▸ Exercise directions
Filter the listing below down to the lines containing the word "wing".

▸ Data for this task
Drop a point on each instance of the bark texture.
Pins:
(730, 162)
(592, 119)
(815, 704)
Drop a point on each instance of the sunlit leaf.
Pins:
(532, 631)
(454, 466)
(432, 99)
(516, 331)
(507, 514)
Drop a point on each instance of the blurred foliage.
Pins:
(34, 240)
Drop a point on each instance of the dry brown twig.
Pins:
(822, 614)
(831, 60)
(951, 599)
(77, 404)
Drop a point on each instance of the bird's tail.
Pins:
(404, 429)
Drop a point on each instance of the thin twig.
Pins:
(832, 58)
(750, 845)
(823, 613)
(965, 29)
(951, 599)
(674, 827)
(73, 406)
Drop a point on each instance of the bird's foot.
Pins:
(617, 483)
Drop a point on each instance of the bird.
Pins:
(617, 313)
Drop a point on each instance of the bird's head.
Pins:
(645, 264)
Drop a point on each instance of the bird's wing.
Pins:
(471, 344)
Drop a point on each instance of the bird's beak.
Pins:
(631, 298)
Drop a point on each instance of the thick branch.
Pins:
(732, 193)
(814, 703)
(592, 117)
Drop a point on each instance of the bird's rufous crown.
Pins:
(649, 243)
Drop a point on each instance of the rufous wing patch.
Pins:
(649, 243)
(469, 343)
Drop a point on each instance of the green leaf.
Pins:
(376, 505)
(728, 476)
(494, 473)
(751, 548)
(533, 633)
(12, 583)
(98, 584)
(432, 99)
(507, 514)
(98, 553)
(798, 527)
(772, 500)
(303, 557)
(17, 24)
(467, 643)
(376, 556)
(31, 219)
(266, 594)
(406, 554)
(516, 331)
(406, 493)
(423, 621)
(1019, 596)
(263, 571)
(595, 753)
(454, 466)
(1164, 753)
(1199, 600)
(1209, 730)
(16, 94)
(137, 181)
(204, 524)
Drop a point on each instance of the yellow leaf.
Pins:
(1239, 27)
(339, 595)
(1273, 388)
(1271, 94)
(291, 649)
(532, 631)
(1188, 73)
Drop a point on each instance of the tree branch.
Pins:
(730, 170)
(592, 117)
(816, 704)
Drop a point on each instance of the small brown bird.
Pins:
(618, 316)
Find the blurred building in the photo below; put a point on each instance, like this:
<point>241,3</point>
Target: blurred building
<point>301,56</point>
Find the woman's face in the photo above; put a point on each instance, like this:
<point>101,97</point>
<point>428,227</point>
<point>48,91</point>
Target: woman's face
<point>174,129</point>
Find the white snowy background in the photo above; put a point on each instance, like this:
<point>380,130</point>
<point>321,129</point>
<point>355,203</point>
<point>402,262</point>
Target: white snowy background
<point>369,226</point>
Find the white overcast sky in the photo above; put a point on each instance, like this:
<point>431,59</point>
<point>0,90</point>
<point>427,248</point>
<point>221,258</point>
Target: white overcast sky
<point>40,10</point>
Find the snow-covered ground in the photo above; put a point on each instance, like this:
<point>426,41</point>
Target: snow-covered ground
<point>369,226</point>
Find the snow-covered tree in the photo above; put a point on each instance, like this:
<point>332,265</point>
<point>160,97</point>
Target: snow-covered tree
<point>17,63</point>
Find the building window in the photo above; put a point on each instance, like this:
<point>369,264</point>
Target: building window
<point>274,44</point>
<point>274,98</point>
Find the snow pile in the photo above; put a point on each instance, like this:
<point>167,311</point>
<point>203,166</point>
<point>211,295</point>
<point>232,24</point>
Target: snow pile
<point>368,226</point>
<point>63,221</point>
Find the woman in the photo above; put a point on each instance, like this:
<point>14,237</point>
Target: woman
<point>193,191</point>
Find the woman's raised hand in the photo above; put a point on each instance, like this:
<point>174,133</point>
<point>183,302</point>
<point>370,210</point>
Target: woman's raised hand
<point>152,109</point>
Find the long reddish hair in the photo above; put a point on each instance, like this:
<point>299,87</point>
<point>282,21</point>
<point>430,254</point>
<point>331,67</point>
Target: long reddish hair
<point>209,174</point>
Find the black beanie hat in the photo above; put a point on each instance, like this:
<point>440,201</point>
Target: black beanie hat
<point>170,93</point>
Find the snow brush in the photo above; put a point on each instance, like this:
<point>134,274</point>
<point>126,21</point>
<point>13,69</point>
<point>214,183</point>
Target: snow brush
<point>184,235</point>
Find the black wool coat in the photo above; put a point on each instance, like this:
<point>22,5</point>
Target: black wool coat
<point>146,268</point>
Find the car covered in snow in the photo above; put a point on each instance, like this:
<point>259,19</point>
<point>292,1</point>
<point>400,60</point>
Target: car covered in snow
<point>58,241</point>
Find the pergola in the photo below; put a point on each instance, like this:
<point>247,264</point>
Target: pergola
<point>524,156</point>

▸ Solution to the problem
Drop a point on each instance of the bird's wing.
Drop a point on each instance of the rufous wing patch.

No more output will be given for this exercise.